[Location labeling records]
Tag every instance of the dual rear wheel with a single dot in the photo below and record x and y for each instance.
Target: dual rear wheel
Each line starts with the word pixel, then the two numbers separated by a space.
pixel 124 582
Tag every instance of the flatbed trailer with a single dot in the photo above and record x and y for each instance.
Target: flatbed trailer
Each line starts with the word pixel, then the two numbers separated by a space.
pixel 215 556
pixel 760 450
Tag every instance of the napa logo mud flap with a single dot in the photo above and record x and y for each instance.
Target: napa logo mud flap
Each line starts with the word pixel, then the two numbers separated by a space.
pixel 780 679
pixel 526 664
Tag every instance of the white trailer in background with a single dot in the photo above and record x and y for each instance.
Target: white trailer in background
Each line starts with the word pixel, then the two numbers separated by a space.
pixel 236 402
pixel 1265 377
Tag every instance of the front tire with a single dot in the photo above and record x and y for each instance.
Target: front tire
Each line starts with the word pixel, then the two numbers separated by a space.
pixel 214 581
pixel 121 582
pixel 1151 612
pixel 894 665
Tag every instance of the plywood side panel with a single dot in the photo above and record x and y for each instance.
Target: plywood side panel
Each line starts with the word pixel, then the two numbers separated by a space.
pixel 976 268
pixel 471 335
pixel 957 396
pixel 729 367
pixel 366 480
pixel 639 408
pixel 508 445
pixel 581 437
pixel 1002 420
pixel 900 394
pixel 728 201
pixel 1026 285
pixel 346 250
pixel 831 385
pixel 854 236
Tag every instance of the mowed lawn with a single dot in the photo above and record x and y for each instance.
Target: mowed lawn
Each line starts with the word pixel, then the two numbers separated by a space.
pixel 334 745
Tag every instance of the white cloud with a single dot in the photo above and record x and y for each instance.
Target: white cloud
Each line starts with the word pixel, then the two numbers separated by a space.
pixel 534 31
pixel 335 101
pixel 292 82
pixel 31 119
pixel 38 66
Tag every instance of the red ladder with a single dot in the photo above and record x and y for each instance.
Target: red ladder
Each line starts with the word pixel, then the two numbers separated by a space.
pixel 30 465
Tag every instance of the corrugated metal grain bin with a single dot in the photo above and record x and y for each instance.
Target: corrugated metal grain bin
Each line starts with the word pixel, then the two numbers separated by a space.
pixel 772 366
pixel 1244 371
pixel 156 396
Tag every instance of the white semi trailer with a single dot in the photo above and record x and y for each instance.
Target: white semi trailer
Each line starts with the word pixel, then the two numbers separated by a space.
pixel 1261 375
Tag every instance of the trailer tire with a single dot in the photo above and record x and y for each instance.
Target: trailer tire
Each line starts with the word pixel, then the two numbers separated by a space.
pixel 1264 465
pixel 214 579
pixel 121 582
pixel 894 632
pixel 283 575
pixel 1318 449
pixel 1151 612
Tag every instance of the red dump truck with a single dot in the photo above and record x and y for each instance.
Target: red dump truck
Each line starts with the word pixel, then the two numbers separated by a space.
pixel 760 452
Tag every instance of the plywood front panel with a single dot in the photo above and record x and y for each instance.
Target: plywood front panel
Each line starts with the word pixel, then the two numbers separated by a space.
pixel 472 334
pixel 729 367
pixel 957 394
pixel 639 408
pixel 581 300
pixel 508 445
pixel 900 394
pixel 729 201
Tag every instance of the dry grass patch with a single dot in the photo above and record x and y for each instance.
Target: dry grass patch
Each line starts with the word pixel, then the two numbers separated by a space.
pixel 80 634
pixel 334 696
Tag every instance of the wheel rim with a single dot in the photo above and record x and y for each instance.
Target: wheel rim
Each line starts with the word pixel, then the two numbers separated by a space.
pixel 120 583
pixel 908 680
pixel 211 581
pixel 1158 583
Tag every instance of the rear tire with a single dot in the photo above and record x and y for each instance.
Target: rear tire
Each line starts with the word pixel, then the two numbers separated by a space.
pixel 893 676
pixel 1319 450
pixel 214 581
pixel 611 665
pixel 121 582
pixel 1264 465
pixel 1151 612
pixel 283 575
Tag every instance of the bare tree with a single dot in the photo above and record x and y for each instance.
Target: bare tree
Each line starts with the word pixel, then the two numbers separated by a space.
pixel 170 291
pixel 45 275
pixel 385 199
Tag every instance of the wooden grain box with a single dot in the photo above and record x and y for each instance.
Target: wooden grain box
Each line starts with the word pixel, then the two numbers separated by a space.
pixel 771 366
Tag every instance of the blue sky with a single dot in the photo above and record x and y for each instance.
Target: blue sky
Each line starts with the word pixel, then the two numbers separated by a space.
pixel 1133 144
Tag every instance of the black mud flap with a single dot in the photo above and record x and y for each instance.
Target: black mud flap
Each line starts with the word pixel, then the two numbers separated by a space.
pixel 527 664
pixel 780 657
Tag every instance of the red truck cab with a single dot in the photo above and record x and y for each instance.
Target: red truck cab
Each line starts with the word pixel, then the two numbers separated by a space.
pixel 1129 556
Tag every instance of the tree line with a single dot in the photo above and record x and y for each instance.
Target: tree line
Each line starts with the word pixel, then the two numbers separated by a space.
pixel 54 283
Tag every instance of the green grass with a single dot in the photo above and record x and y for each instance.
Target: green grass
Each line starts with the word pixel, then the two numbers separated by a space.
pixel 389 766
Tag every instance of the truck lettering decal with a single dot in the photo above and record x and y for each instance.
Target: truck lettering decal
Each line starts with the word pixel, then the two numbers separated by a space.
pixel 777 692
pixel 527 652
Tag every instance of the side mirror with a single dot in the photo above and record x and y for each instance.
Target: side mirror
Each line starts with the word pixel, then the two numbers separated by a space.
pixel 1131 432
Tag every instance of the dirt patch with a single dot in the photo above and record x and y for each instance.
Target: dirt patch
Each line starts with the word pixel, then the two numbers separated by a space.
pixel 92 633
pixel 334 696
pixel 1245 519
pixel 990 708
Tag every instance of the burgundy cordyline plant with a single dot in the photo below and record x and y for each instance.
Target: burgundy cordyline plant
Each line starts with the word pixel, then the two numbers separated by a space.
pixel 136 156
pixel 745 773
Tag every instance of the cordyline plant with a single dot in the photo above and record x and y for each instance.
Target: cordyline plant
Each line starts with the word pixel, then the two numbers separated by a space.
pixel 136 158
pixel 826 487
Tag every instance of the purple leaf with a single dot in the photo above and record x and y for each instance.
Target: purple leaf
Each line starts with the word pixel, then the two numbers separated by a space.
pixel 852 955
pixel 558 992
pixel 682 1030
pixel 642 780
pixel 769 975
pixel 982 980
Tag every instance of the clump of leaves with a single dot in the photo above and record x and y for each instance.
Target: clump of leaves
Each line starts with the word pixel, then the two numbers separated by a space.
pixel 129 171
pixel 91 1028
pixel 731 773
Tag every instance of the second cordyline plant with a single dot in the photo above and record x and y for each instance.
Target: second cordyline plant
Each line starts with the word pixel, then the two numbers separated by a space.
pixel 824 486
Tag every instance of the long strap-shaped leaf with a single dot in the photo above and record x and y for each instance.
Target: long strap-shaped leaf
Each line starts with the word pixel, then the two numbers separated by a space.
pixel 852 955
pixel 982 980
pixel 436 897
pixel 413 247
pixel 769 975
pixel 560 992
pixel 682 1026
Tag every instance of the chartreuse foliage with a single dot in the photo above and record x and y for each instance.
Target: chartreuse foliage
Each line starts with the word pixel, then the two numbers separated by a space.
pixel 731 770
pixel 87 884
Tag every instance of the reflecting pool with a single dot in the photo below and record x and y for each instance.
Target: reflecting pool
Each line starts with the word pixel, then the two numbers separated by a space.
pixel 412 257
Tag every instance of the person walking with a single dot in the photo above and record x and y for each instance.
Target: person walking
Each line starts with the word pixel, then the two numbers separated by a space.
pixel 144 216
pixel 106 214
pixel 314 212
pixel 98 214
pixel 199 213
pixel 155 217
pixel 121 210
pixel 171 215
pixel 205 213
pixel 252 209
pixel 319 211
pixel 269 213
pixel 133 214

What the task asks = Write the whole listing out again. Keep every line exactly as it is.

Response to the exercise =
Tag every instance of the dual rear wheel with a single dot in the photo below and record x and y for each instance.
Target: dual rear wheel
Each line starts with the word pixel, then the two numbers separated by a space.
pixel 124 582
Tag every instance of the flatbed trailer with a single dot in the photo above and record x and y for each instance.
Target: flatbed trailer
Each line starts with the word pixel, then the two numbers separated by a space.
pixel 215 556
pixel 760 450
Tag every instance of the napa logo mud flap with a single dot in the photo above and record x and y for each instance.
Target: napa logo mud flap
Each line starts with the word pixel, then the two numbers separated by a space.
pixel 780 679
pixel 526 664
Tag every instance of the white trailer in background with a single dot in the photo above and record x and y for each instance.
Target: white trailer in background
Each line starts with the word pixel, then the two numbers separated by a space.
pixel 236 402
pixel 1265 377
Tag every instance of the front tire with a single dot in the photo above and record x and y for each instance.
Target: front tire
Each line starts with the word pixel, then the two numbers separated by a space.
pixel 214 581
pixel 121 582
pixel 1151 612
pixel 894 665
Tag every instance of the plywood side panel with a single dot in the photo above and record x and y for each instance.
Target: plywood side panel
Each line starts with the word pixel, then the two numbers separated by a space.
pixel 976 268
pixel 471 335
pixel 957 396
pixel 729 367
pixel 366 480
pixel 639 408
pixel 508 445
pixel 581 437
pixel 1002 420
pixel 900 394
pixel 728 201
pixel 1026 285
pixel 346 250
pixel 831 385
pixel 854 236
Tag every instance of the mowed lawn with a single dot in the photo above and record x and y for each instance.
Target: mowed lawn
Each line starts with the word pixel, then the two numbers separated by a space.
pixel 334 745
Tag every instance of the white cloud with a single dot in the photo above and record x and y for each instance.
Target: white cloud
Each line starts with the word pixel, then the two numbers separated by a space.
pixel 534 31
pixel 335 101
pixel 292 82
pixel 31 119
pixel 38 66
Tag every instance of the red ladder with a single dot in the photo above and record x and y for each instance.
Target: red ladder
Each line starts with the word pixel, then the two numbers separated by a space.
pixel 30 465
Tag every instance of the corrugated metal grain bin with a single dot in the photo above and record x and y for each instance.
Target: corrugated metal grain bin
Each line starts with the word pixel, then the two numbers separated by a space.
pixel 772 366
pixel 1244 371
pixel 156 396
Tag every instance of the white semi trailer with a single dot in the photo above and record x and y for each instance.
Target: white semi trailer
Each line starts with the word pixel, then the two numbers separated by a space.
pixel 1261 375
Tag every instance of the trailer tire with a single dot in the photo above and record x and y for each instance.
Target: trailer tire
Each line starts with the word pixel, then the two numbers separated by a space.
pixel 1264 465
pixel 214 579
pixel 121 582
pixel 894 632
pixel 283 575
pixel 1318 449
pixel 1151 612
Tag every instance of the red dump truck with a single dot in the photo above and record x and y for each instance.
Target: red dump truck
Each line starts with the word pixel, then the two numbers separated by a space.
pixel 760 452
Tag every instance of the plywood front panel with a single dot in the photo above and record x and y for each instance.
Target: plywood front panel
Each line starts with the word pixel, then the two numbers separated by a space.
pixel 472 334
pixel 729 367
pixel 957 394
pixel 639 408
pixel 581 300
pixel 508 445
pixel 900 394
pixel 729 201
Tag every instance of the dry grass patch with a single dot in the photo above and record x and y for each instance.
Target: dry grass patch
Each line starts with the word pixel, then the two numbers separated by a space.
pixel 80 634
pixel 334 696
Tag every instance of the wheel rim with a single dot in the photo above and record x and y for each instance.
Target: wheel rim
Each line starts with the word pixel, then the two numbers separated by a space.
pixel 120 583
pixel 908 680
pixel 211 581
pixel 1158 583
Tag every instance of the rear tire with a single dot in the photo above and record x and y for each instance.
Target: rear tire
Each line starts with the word pixel, then the two numbers separated by a space.
pixel 893 676
pixel 1319 450
pixel 214 581
pixel 611 665
pixel 121 582
pixel 1264 465
pixel 1151 612
pixel 283 575
Tag every instance of the bare tree with a single dot in the photo above and record x and y for each instance.
Target: bare tree
Each line starts with the word pixel, then the two numbers separated by a space.
pixel 170 291
pixel 45 275
pixel 385 199
Tag every instance of the wooden grain box with a single dot in the photo above and record x and y for each instance.
Target: wooden grain box
Each line starts with the word pixel, then the two numbers separated by a space.
pixel 771 366
Tag every instance of the blue sky with a single dot in the photo above and record x and y for each instance.
Target: blue sky
Each line starts with the word pixel, then the two numbers separated by a space.
pixel 1133 144
Tag every instance of the black mud flap with a single dot in the photo above and record x and y for each instance.
Target: black mud flap
Each line starts with the word pixel, then the two numbers separated by a space.
pixel 527 664
pixel 780 657
Tag every instance of the red truck cab with a single dot in the photo above and record x and y for each instance.
Target: red truck cab
Each line starts with the word pixel, then the two numbers separated by a space.
pixel 1129 556
Tag every instance of the tree line with a single dot in the photo above and record x and y for each instance.
Target: tree line
Each line starts with the word pixel, then the two numbers separated by a space.
pixel 54 283
Tag every instance of the green grass with a single dot in the photo above and record x and y for each instance.
Target: green grass
Each line starts with the word pixel, then the two numbers separated by a space.
pixel 389 766
Tag every instance of the truck lettering decal with a single dot in the photo above and record x and y for each instance.
Target: truck lettering decal
Each line starts with the word pixel, then the two numbers separated by a space.
pixel 777 692
pixel 527 652
Tag every instance of the side mirror with a single dot in the photo above and record x and y for each instance.
Target: side mirror
Each line starts with the word pixel, then the two numbers separated by a space.
pixel 1131 432
Tag every instance of the dirt patch with a single dot in the photo above and record x and y for each instance.
Target: dirt patch
Each line starts with the word pixel, then the two numbers separated by a space.
pixel 92 633
pixel 334 696
pixel 1245 519
pixel 990 708
Tag every instance of the burgundy cordyline plant with a single dot in the photo below and record x and y for each instance.
Target: burgundy cordyline plant
Each line starts with the word pixel, then the two numbers separated by a space.
pixel 136 156
pixel 745 773
Tag every instance of the cordyline plant with a single dot in the photo above and record x and y for each instance.
Target: cordyline plant
Each line starts with the word pixel, then the two numbers separated by a space.
pixel 136 158
pixel 826 487
Tag every instance of the purple leaf with a single dot in the photo above and record x and y for each instance.
Target: purple leaf
Each line starts with the word pixel, then the two numbers separated by a space.
pixel 852 955
pixel 558 992
pixel 682 1030
pixel 642 780
pixel 769 975
pixel 982 980
Tag every instance of the clump of leaves with a single dot in the photo above and record x and y for each instance.
Target: clump of leaves
Each line starts with the word pixel, then the two numbers separated by a space.
pixel 129 171
pixel 91 1028
pixel 731 773
Tag every instance of the second cordyline plant with a single dot in the photo above and record x and y for each instance.
Target: second cordyline plant
Each line starts with the word pixel, then the two numbers separated by a space.
pixel 824 486
Tag every instance of the long strap-shaped leaf with a single dot in the photo above and record x and y for each instance.
Target: long strap-shaped leaf
Each line starts with the word pixel, then the two numbers separated by a space.
pixel 852 955
pixel 982 980
pixel 436 897
pixel 413 247
pixel 769 975
pixel 560 992
pixel 682 1026
Tag every instance of the chartreuse foliage with a single dot in the photo above and record x and y for each instance.
Target: chartreuse foliage
Each line starts with the word pixel, then the two numbers separated by a space.
pixel 731 770
pixel 87 884
Tag every instance of the reflecting pool with a single dot in the photo below and record x and y for each instance.
Target: reflecting pool
Each line starts with the word pixel, then the two numbers separated by a space.
pixel 412 257
Tag every instance of the person walking with a single dot in the photo above and record x and y for each instance.
Target: person walking
Each line starts with the word pixel, then the two numbers separated by a space.
pixel 144 216
pixel 106 214
pixel 314 212
pixel 98 214
pixel 199 213
pixel 155 217
pixel 121 210
pixel 171 215
pixel 205 213
pixel 252 209
pixel 319 211
pixel 269 213
pixel 133 214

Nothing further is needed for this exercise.